§ Supplied text:
(begin)

This post was written in collaboration with Sarah Pennington for the CISP Project Group blog – primarily a reading group based at Goldsmiths. Our reading and discussion has so far had a particular focus on care and on 3rd May 2018 we visited the Whitechapel Gallery to see an exhibition by Mark Dion. Here, we reflect on the exhibition in the context of some of our ongoing discussions in the group.  

Mark Dion is an American artist, born in 1961, whose work aims to provoke and probe at the way humans ‘tell’ the natural world. The aim of this writing is to think with Dion’s exhibition at the Whitechapel gallery, Theatre for the Natural World, through various concepts of care, particularly through the work of Maria Puig de la Bellacasa (2017). As such, this is not an art review, instead we would like to see this work as being productive in generating ideas through various literatures concerned with care and some of Bellacasa’s subjects, namely, touch and soil. Dion (2018) himself talks about slowing his viewers down and asking them “to look with care” – that a viewer who looks with care gets far more from his work. This reminds us that there is often an emphasis on the visual and cognitive (rather than the sensory or emotional) at art shows in this kind of art institution, where touch is often prohibited in the ‘white cube’ gallery for reasons of conservation, safety, preservation, or in order to care for the objects on display (another text we discussed describes the processes of maintenance and care employed to keep the Mona Lisa legible as an art object, Domínguez Rubio, 2016).

The Aviary

This exhibition differs slightly and attempts at a balance of both touching and looking. There are many spaces in the gallery that we as audience are invited to touch or to enter, for example a hunters hide, and a bird aviary that we can walk into, or in Dion’s library-cum-gallery we can flick through books, and open the drawers of a large cabinet displaying artefacts dug from the banks of the Thames. In other spaces we are prevented from touching – another hide, intricately detailed with bone china and various cuts of meat and wine is kept roped off (though we are told, in a different instance of this exhibition a group of hunters were invited into the gallery to dine on the installations contents) as is the installation of the Bureau for the Centre of the Study for Surrealism, whose door is firmly shut. Even without these exclusionary devices, the artworks themselves often act as lines drawn between the human and more than human. The hide itself is a framework to see nature, a collection of birds are caged, the drawers of Dion’s cabinet contains and frames artefacts, and books and catalogues frame words and pictures. In many ways these frames contradict Dion’s stated aim – the natural gets invited into the gallery (rather than kept away as we might expect) but we are asked to view it as an art object. In this sense ‘nature’ is kept at a set distance determined by the artist or curator. The cabinet of curiosities borrows the same methods of collection and display as we have come to expect from traditions in the curation of anthropology or natural history. In this sense, Dion’s use of these objects and his attempts to play, provoke or activate a given version of nature on the one hand critiques, but on the other, gets stuck in a circular contradiction that reinforces and perpetuates a bifurcation (Whitehead, 1920) of humans and more than humans. We find an example of this in a wallpaper Dion made for the library-cum-gallery space made up of a collection of images of extinct animals. Here we also find a sense of nostalgia, both through the aestheticised version of a ‘library’, and towards a version of nature ‘before’ man – when these animals were not extinct. Having said this, we do find two productive ruptures that we discuss in the following.

(end)

§ Records shown:
(begin)

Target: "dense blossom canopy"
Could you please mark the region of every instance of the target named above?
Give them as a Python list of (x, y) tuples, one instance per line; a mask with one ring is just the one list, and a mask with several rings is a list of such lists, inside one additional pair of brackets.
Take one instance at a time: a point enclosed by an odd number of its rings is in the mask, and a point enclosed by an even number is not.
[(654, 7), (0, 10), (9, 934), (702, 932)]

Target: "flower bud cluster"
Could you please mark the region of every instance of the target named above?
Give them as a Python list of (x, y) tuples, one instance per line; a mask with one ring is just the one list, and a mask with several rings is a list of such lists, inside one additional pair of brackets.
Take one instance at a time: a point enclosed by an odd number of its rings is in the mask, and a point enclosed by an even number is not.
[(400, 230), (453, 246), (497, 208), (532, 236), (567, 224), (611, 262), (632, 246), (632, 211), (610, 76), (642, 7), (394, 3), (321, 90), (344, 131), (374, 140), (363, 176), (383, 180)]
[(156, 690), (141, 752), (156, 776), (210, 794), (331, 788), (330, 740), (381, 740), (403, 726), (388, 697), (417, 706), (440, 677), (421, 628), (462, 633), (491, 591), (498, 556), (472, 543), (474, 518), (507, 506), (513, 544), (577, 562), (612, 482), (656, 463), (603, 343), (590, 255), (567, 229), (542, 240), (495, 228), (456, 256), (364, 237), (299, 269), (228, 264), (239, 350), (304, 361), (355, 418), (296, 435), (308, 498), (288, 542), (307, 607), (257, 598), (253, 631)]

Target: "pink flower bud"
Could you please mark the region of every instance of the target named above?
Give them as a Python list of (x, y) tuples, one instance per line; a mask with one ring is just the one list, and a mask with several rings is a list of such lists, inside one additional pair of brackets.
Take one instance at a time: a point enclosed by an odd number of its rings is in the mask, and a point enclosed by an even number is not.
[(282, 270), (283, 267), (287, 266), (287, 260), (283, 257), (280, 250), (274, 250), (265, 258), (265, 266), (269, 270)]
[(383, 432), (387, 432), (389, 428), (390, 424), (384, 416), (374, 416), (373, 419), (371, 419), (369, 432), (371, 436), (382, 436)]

(end)

§ To do:
A. In the Mark Dion essay, what is the title of Dion's exhibition at the Whitechapel Gallery?
B. Decide whether each statement agrees with the Mark Dion essay, and quote the words that settle it: (i) Mark Dion was born in 1961. (ii) Visitors can walk through the open door of the Bureau for the Centre of the Study for Surrealism. (iii) The wallpaper in the library-cum-gallery shows images of extinct animals.
C. Write the next part of the Mark Dion essay, picking up after its final sentence.

§ Exercise answers:
A. Theatre for the Natural World

B.
(i) Yes: "born in 1961"
(ii) No: "whose door is firmly shut"
(iii) Yes: "made up of a collection of images of extinct animals"

C.
Thames dig artefacts

Non-human living animals in the museum or gallery are normally considered pests to be excluded and managed. Conservators are concerned with monitoring and controlling a museum environment, including through processes of identifying and preventing pests, such as insects and rodents, that may cause damage to collections. But the lively twenty-plus Zebra Finches in Dion’s installation of aviary/library – the seed-eating, seed-shitting birds – are indifferent to these archival codes of practice. They are indifferent to us humans. They don’t care that their crap lands on our books – the vestiges of human knowledge – that line the floor of their cage. Whilst the pathways inside the cage created for human visitors are regularly cleaned, judging from the fresh sawdust lining them, the bird shit on the books is left undisturbed. So, given enough ‘care time’, we might wonder whether the microorganisms in the shit could react with the papers (a carbon source, like dry leaves) and make a soil? Could this floor be read as decomposition enacted? Clearly the three-month timeframe of this temporary exhibition is at odds with this pace; but nonetheless, rather than being excluded from the ‘white cube’, these books, birds and shit are a human, animal and mineral ecology, through which we are told part of a story of the pace of soil care.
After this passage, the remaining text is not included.